Segmentation dataset records:
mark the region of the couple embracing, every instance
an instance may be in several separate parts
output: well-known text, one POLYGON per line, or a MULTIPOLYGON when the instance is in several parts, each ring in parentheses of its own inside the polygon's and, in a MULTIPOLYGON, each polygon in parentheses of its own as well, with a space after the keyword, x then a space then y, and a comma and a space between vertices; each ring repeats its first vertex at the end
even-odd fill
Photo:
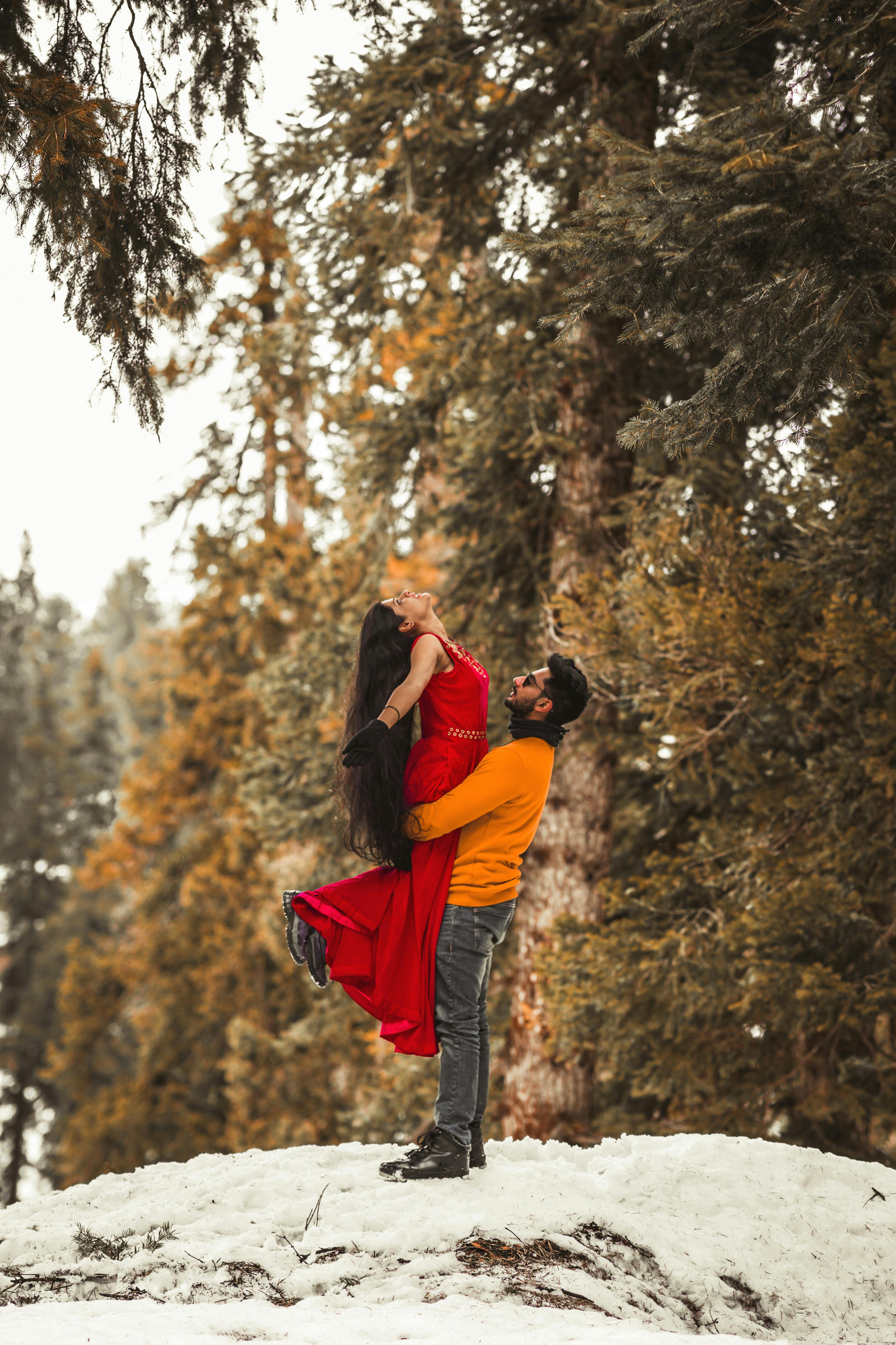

### YOUR OBJECTIVE:
Please convert every line of the records above into a Markdown table with the columns "Row" and "Line", numbering the rows and skipping blank lines. Leave the pictures out.

### PROBLEM SOLUTION:
| Row | Line |
|---|---|
| 1 | mark the region of the couple embracing, every instance |
| 2 | an instance may be in several separate parts |
| 3 | output: well-known text, one POLYGON per line, or a MULTIPOLYGON when the instance is in several parts, each ring in parentheses of its own inside the polygon's and, in a MULTIPOLYGON, each polygon in parentheses of its own as well, with a space after the keyword, x then a space then y, and a comma and a space between vertices; each ring repeats its first vertex at the end |
| 4 | even-odd fill |
| 5 | Photo: |